*PROBLEM STATEMENT*
Copy out the records from the line containing "the white ceiling" through the line containing "pixel 348 69", replacing "single space" with "single tab" and keeping everything else the same.

*SUPPLIED DATA*

= = =

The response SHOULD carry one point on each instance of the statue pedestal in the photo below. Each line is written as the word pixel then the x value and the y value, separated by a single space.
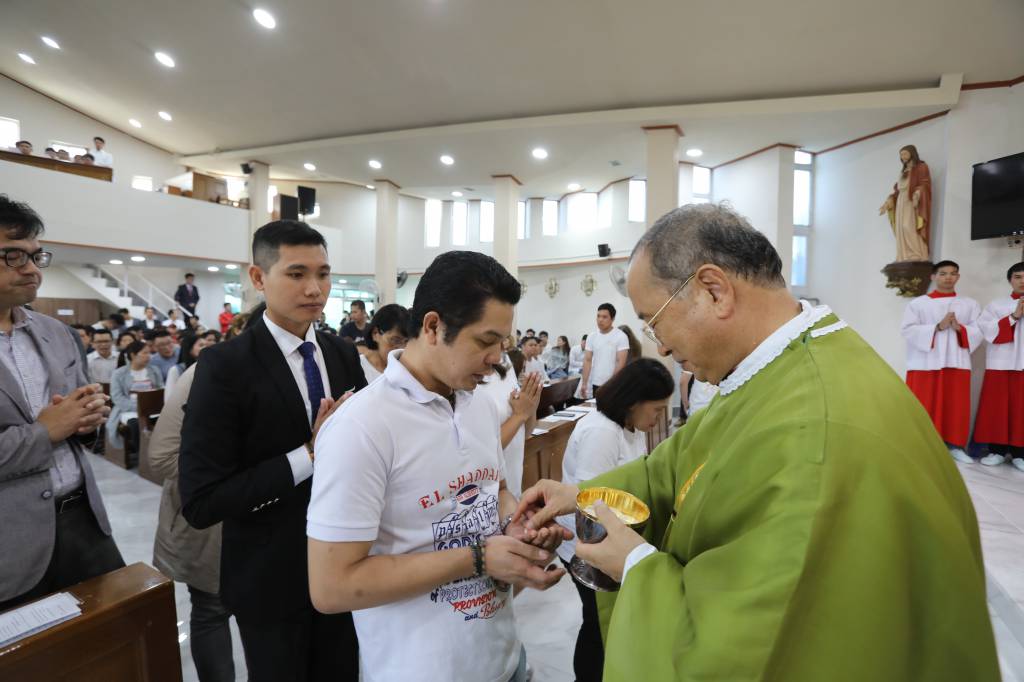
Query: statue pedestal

= = =

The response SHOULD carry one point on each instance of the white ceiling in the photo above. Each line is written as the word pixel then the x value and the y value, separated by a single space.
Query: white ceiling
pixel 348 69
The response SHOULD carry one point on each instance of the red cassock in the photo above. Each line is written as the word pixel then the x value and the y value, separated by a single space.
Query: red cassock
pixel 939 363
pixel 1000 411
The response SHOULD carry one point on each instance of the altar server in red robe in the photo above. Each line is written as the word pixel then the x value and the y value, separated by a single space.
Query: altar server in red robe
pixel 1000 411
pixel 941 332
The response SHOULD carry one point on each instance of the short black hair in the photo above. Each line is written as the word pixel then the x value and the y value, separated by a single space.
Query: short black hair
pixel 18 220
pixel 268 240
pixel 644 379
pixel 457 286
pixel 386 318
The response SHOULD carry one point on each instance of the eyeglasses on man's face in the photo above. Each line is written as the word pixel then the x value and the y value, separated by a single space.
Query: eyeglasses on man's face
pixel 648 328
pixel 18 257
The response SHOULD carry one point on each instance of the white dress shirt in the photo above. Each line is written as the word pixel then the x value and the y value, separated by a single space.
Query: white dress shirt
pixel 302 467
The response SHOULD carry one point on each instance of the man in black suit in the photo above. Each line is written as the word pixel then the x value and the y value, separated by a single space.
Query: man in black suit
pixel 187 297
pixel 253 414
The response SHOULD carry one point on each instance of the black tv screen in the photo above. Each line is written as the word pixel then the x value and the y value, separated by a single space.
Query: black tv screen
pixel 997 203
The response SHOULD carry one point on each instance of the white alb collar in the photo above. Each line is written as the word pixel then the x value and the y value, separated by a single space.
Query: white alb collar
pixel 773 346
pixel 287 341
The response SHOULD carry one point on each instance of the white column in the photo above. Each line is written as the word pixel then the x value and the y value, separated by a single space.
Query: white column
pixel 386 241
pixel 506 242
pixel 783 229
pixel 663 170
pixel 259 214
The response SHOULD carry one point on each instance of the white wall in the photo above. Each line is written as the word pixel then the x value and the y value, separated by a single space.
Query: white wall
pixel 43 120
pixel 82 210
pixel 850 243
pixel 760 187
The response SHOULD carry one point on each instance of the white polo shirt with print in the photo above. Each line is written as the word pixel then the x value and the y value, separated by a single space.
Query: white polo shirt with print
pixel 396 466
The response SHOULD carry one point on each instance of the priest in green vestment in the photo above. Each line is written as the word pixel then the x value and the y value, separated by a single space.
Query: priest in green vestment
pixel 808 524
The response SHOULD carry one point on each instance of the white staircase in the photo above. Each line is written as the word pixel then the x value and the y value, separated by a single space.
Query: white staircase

= = =

*THE SOLUTION*
The response SHOULD carry one point on each instance of the white ceiling in the photo above. Each line is written as the word pixel then the x value and the y value, separated by a single tab.
Query: white ceiling
pixel 348 69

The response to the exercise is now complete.